● **Provided text**
Thursday, August 30, 2007

How Free Is Your Will?

For as long as I can remember I’ve thought about predestination. It was a part of the doctrine of my birth religion that I rejected. In fact I remember long discussions with countless Sunday school teachers as we students plotted to foil God’s plan for us and were always told, “He knows what you will ultimately choose.”

I found myself thinking about it again today as I wrote the following comment on someone’s Blog:

I love the idea of a path already set out for us. But then I run into the concept of predestination and I have big problems with it. As much as I would like to be relieved of the necessity of making at least some choices, I want to exercise my free will. We're never content, are we?

That first sentence made me realize that there are a few things in my life that I consider meant to be. These would include:

– Converting to Judaism, a religion that made infinitely more sense than my Protestant birth religion and didn’t require me to believe much of anything other than the fact that there is a God (and even that is debated by some Jews).
– My love of music, including both listening to and playing music.
– My problematic skin. Recurring skin cancer has caused me to live for the moment, not knowing what tomorrow will bring and to trust my doctors to help me identify problems.
– My life partner, with whom I have shared 31 years of marriage as of today and who is like another half of myself.

When I accept that there was some sort of “master plan” that was responsible for these four things that provide a framework for much of my life, I realize that I have now bought into a form of predestination. But the good news for me is the fact that while these things provide the “shell,” there are so many choices accompanying them.

● **Exercise aim**
Print the blog post on predestination exactly, everything from "I found myself" down to "and playing music.".

● **Excerpted data**
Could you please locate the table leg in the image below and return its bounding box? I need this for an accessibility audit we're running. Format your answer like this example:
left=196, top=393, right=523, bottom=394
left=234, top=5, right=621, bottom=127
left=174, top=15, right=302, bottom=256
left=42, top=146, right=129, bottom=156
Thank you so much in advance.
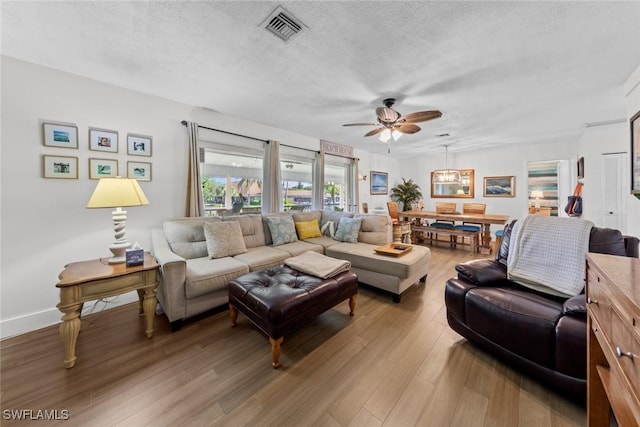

==

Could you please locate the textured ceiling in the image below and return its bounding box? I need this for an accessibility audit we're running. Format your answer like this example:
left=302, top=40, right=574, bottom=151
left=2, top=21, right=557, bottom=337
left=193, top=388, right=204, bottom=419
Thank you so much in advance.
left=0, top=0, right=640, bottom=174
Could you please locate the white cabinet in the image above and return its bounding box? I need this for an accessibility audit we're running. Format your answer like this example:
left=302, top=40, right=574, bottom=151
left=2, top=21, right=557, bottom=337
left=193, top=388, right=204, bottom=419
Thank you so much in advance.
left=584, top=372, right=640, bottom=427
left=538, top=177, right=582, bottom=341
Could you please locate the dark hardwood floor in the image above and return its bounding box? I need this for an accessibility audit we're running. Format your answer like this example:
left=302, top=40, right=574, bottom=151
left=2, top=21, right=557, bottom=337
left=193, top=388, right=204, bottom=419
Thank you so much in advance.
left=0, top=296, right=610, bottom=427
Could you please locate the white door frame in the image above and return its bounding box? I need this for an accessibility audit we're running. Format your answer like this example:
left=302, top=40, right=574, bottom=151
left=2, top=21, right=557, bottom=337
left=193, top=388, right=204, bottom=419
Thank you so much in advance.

==

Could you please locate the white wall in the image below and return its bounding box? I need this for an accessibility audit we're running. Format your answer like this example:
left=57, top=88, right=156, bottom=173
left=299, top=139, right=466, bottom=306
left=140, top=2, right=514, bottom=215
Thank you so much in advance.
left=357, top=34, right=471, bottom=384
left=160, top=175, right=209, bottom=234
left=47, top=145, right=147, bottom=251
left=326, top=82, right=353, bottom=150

● **Solution for this problem**
I found myself thinking about it again today as I wrote the following comment on someone’s Blog:

I love the idea of a path already set out for us. But then I run into the concept of predestination and I have big problems with it. As much as I would like to be relieved of the necessity of making at least some choices, I want to exercise my free will. We're never content, are we?

That first sentence made me realize that there are a few things in my life that I consider meant to be. These would include:

– Converting to Judaism, a religion that made infinitely more sense than my Protestant birth religion and didn’t require me to believe much of anything other than the fact that there is a God (and even that is debated by some Jews).
– My love of music, including both listening to and playing music.